- [What you are asked to do]: Extract every line of the data below verbatim, omitting the pictures.

Region annotation data:

★ ★ ★ ★

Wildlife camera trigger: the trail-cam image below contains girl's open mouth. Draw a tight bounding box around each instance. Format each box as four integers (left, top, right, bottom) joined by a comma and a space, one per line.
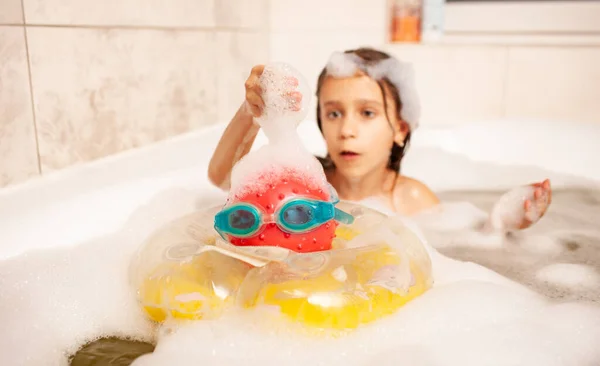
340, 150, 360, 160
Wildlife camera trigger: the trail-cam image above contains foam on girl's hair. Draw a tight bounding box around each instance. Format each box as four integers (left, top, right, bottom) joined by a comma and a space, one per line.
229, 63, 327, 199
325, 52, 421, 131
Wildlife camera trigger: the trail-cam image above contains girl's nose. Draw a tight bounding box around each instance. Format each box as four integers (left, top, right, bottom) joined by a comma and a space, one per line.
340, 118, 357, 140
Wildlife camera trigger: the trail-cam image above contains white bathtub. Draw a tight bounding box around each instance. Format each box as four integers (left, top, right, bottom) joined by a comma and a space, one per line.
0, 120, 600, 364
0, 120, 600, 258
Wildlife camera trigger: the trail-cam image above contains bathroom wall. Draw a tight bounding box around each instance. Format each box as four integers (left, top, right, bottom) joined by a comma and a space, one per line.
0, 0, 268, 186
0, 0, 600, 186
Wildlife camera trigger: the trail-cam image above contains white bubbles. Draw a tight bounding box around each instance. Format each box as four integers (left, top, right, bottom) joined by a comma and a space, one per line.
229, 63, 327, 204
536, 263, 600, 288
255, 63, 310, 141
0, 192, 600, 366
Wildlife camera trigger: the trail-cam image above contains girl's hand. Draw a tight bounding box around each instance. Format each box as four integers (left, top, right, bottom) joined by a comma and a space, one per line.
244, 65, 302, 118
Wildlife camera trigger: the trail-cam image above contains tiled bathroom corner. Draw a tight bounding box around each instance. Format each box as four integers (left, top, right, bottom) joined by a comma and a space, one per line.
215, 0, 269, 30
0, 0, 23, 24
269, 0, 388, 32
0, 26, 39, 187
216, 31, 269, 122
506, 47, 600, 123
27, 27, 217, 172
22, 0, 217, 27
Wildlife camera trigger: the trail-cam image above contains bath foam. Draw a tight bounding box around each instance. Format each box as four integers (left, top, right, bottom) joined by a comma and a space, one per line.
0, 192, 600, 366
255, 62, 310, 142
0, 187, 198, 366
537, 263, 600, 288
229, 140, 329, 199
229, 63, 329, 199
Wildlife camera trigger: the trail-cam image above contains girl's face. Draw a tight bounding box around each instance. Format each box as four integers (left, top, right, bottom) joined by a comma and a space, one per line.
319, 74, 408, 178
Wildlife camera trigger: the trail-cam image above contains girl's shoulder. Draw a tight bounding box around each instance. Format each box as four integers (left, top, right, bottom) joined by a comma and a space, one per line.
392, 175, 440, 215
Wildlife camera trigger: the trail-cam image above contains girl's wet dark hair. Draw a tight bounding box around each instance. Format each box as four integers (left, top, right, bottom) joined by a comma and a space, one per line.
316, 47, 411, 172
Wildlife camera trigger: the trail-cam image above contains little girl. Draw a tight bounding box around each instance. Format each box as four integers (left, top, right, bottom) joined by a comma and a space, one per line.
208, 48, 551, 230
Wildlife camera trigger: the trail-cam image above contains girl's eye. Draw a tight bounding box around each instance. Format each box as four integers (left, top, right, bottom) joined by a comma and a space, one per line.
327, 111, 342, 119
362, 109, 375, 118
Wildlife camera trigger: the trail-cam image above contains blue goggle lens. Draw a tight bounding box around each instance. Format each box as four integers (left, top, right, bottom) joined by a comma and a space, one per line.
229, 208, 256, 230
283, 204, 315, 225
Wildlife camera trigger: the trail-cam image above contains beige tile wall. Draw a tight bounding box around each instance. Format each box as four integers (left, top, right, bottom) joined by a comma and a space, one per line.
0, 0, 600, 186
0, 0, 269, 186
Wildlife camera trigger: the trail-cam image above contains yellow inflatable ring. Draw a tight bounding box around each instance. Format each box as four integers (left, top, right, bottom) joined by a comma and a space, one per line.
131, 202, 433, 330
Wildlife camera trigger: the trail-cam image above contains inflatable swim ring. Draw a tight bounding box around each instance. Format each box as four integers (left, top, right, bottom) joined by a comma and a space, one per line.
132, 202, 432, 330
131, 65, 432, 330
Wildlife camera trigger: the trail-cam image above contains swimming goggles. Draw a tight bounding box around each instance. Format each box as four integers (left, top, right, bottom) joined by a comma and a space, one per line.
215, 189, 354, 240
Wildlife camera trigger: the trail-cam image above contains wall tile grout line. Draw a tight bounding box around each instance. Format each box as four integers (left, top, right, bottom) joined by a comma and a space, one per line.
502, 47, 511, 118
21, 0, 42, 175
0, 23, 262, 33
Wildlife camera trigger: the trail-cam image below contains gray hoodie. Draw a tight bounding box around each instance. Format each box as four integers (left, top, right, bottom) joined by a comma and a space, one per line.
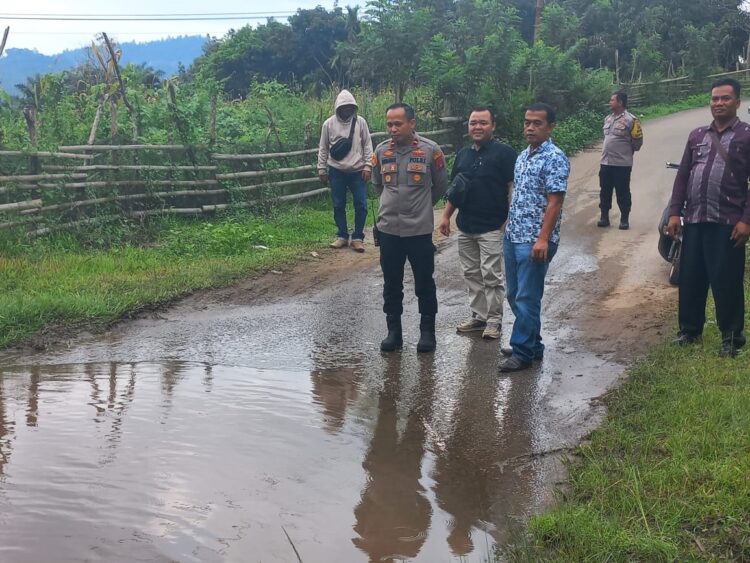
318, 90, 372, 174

★ ★ ★ ★

- [Task result]:
Wildlife camera trigger: the trail-cam image below contains girl's open mouth. Draw a tight bounding box around each instance. Format each box as four integers (left, top, right, bottom) joined by a comma and a space, one per line.
340, 150, 360, 160
Wildlife camera trigger: the trail-cam image above contains foam on girl's hair. Draw a tight bounding box around each instance. Format each box as four integers (left, top, right, bottom) joined by a comma and a space, one per line.
229, 63, 327, 199
325, 52, 421, 131
Wildlife camera trigger: the trail-cam image above contains girl's nose. Draw a tight bounding box around each instance. Format each box as four integers (left, top, right, bottom) joined by a comma and a space, one per line.
340, 118, 357, 140
Wildlife camera trigger: the trail-cam image above contains white bathtub. Draw a tight bounding box around each instance. Format each box as four integers (left, top, right, bottom) joined by a comma and a space, one per line.
0, 120, 600, 364
0, 120, 600, 258
Wildlife camera trigger: the trail-cam image above contains bathroom wall. Draw a tight bounding box around each instance. Format each box as four integers (left, top, right, bottom) joined by a comma and a space, one per line.
0, 0, 268, 186
0, 0, 600, 186
Wildlife camera trigger: the trail-cam image above contains white bubbles. Draw a tight bounding box around each instance. Format each box as four integers (left, top, right, bottom) joined by a comma and a space, one per line.
229, 63, 327, 204
536, 263, 600, 288
255, 63, 310, 141
0, 192, 600, 366
Wildlife camera trigger: the trail-cam image above contains girl's hand. Draw a tight bounding box around each instance. Format each box as four integers (left, top, right, bottom) joined by a comma and a space, one per line.
244, 65, 302, 118
Wildlife camera trigger: the trail-cam image above contains tiled bathroom corner. Draw a tight bounding box around each instance. Format each box as four integers (left, top, right, bottom) joined by a comma and a space, one per line.
215, 0, 269, 30
0, 0, 23, 24
269, 0, 388, 32
0, 26, 39, 187
216, 31, 269, 122
506, 47, 600, 123
27, 27, 217, 172
22, 0, 217, 27
Wildlife camera trigger: the trail-cam image above contains bath foam. Draw a tight bounding box around each instance. Format each box as four integers (left, top, right, bottom) joined by a comma and a space, one per line.
0, 192, 600, 366
255, 62, 310, 142
0, 187, 198, 366
537, 263, 600, 288
229, 140, 329, 199
229, 63, 329, 199
Wildlife camera trigger: the trail-cam image above contains girl's face. Draw a tight bounding box around each instance. Format each box as four integers (left, top, right, bottom) joined by a comma and a space, one per line.
319, 74, 408, 178
Wildlife camera trigger: the trail-cam image above contains girl's shoulder. Draw a tight bounding box around each instance. Format each box as four integers (left, top, right, bottom) joined by a comma and a space, one per line.
392, 175, 440, 215
Wildlife camera trigger: the trail-cam image above contains girl's wet dark hair. Draw a tight bounding box around each instance. Format each box as four integers (left, top, right, bottom) joined by a comma and a space, one per line.
316, 47, 411, 172
Wildlife camera trigger: the trail-cam image above contains little girl. Draw a tight bounding box around each instance. Format each box as four integers (left, top, right, bottom) joined by a comma and a space, one per line.
208, 48, 551, 230
Wildlife camera trigger: the trail-cam image above contains girl's eye. Draw a tight bounding box around each instance. Format each box as four integers (left, top, right, bottom) joined by a comma and a space, one per line.
327, 111, 342, 119
362, 109, 375, 118
Wildlife camera trigger: the trail-cam image above contains blue goggle lens. Draw a tight bounding box around each instance. Format each box as four integers (left, top, right, bottom) joined by a comma and a space, one per line.
229, 208, 256, 230
283, 204, 315, 225
Wildlife camera trigger: the trail-cam image above contains beige tile wall. Draw a tight bounding box around each instance. Format each box as four integers (left, top, right, bottom) joined by a comma and a space, one per line.
0, 0, 600, 186
0, 0, 269, 186
Wildlife camera trigger: the trail-cam image above contains yellow inflatable ring. Draw a tight bounding box around each instance. Format each box as four integers (left, top, right, bottom) joined by a comma and a space, one per line.
131, 202, 433, 330
Wildlife camera trigger: the trail-cam image above contains inflatable swim ring. Draw a tight bounding box around each instance. Format each box as four integers (left, top, right, bottom) joined by a comma and a space, one per line.
132, 202, 432, 330
131, 65, 432, 330
Wildlife camera trigger: the trail-cam image above contains swimming goggles. Draw a tight bounding box around each instance. Format each box as four integers (left, top, right, bottom) joined by a comma and a space, one per line.
215, 189, 354, 240
Wildlife camera trigger: the trail-cam image above contains wall tile grout line. Draw a tight bounding box around each instance. Format each box as four integers (left, top, right, bottom) joined by a comma and a space, one per line.
502, 47, 511, 118
21, 0, 42, 175
0, 23, 262, 33
Wildlife camera trigger: the trail-cam image below contains gray hoodie. Draw a tight bounding box around each instance. Format each box as four integers (left, top, right, bottom) joined by a comma and a space, one per line.
318, 90, 372, 174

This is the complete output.